## Texte à lire
######

Précisons que Solano López est revenu dans son pays natal, l’Argentine, pour y vivre définitivement, à partir de 1995 et que, durant cette décennie 1990, le sexagénaire est extrêmement sollicité. Outre les éditions ibériques de La Cúpula, Solano López a entamé une fructueuse collaboration avec le marché états-unien, en particulier avec Fantagraphics Books et leur label érotique Eros Comix(5).

 

Depuis 1991, les aventures de Lilian et Agathe y sont publiées avec succès sous le titre The Young Witches (Les Jeunes Sorcières). On peut même penser que c’est à la suite d’une demande, conjuguée ou non de ces deux éditeurs, que Solano López reprend la série des Silly Symphonies.

 

Justement, entre mars 2001 et janvier 2002, six volumes des Silly Symphonies sont édités par Eros Comix sous le titre plus explicite de Sexy Symphonies – et sans doute aussi, pour éviter d’éventuelles querelles judiciaires avec la firme Disney. Dans cette publication américaine, les éditeurs Kim Thompson et Gary Groth ont d’ailleurs choisi de mélanger les différents récits dans un ordre qui ne correspond certainement pas à la chronologie de leur création. Ils ont même dispatché le tout dernier d’entre eux afin de créer une trame scénaristique. Pour être plus clair, ce sont les planches du dernier récit, Reencuentros (Retrouvailles), qui sont diluées au fil des six volumes pour créer une mise en abyme(6) : en résumé, c’est parce que deux jeunes filles s’excitent à la lecture d’un livre intitulé Sexy Symphonies que les récits de Sexy Symphonies sont montrés.

 

Concernant l’évolution graphique que nous évoquions, il faut ajouter que l’auteur fait appel dès son arrivée en Argentine à un assistant : Pablo Maiztegui, alias Pol, né en 1969. Ce jeune assistant aide le dessinateur dans son travail des couleurs et dans l’utilisation de l’informatique jusqu’en 2000, année à partir de laquelle Francisco Solano López abandonne toute colorisation manuelle. Entendons par là que le dessinateur continue ses crayonnés mais que la mise en couleur de ses séries se fait dès lors directement sur informatique. Et c’est le cas, donc, pour les cinq derniers récits de Silly Symphonies.

######

## Lignes de données

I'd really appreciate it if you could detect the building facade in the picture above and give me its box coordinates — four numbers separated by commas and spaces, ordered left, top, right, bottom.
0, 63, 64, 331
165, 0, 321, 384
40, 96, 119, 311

######

## Consigne
Pourriez-vous prolonger le texte sur Francisco Solano López et ses Silly Symphonies en reprenant juste après sa dernière phrase ?

## Résultat ci-dessous
 

Mais le rôle de Pol ne s’arrête pas là. À la suite de la mort brutale de Ricardo Barreiro, le 12 avril 1999, Pol s’investit dans les scénarios des trois dernières longues aventures de Lilian et Agathe. Il s’investira plus tard encore dans la reprise de L’Éternaute qu’initie Solano López au début des années 2000.

 

Pour en venir à la question qui donne l’intitulé de cette postface, nous avons longtemps hésité mais avons décidé, nous aussi, d’opter pour un titre sans ambiguïté(7). Avec cette édition de Sexy Symphonies, nous vous proposons avant tout de retrouver la pulsion érotique des premiers récits sans parole. Parce qu’ils sont incontestablement plus vigoureux et qu’ils attestent de l’apogée du talent graphique de ce vétéran de la bande dessinée argentine qu’est Francisco Solano López, dessinateur notoire de L’Éternaute, sur des scénarios d’Héctor Oesterheld.

 

Enfin, pour des raisons de pagination, nous avons décidé d’opérer encore d’autres choix. De privilégier la publication des récits muets et de ne pas montrer deux récits dialogués de la seconde période(8). Et nous avons suivi l’exemple des Américains de Fantagraphics, c’est-à-dire que nous avons souhaité utiliser comme eux le tout dernier pour établir une cohérence livresque.

 

Né le 26 octobre 1928, Francisco Solano López est décédé le 12 août 2011. Une bonne part de son œuvre reste encore à découvrir. Notamment dans le domaine de l’érotisme. À suivre…

 

[Christian Marmonnier – Initialement publié dans Sexy Symphonies, Dynamite, 2013]

 

Kiss 62 nov 1996

Couverture de Kiss Comix, édition espagnole, numéro 62, novembre 1996.

 

NOTES

 

1. Le récit Silly Symphony est publié dans le numéro 135 d’El Vibora, d’avril 1991. Il donne le nom à la série qui verra son prolongement dans Kiss Comix, un autre mensuel dédié à l’érotisme dessiné, que les éditions La Cúpula viennent de lancer cette année-là.

 

 

2. L’épisode s’intitule El Prostíbulo del Terror (L’Antre de la Terreur) et est publié d’abord chez Eros Comix dans la série The Young Witches (London Babylon, de novembre 1995 à avril 1996), puis dans Kiss Comix Espagne, de janvier 1996 à avril 1997, et Kiss Comix France, de mars 1996 à septembre 1997.

 

3. Les neuf premiers récits muets sont publiés dans le mensuel espagnol Kiss Comix, du numéro 37, d’octobre 1994, au numéro 76, de janvier 1998 ; puis dans sa version française, du numéro 6, de novembre 1994, au numéro 44 (rebaptisé La Poudre aux Rêves), de février 1998. Dans l’édition espagnole d’origine, ces récits sont publiés dans l’ordre suivant : 1/ Silly Symphony, 2/ La Isla bonita (Belle île), 3/ Servicio intimo (Service intime), 4/ Revelado (Révélation), 5/ Arriba y abajo (Sens dessus dessous), 6/ Observatorio privilegiado (Un observatoire privilégié), 7/ Gravedad cero (En apesanteur), 8/ Krazy, 9/ Encuentro mágico (Magie de la rencontre).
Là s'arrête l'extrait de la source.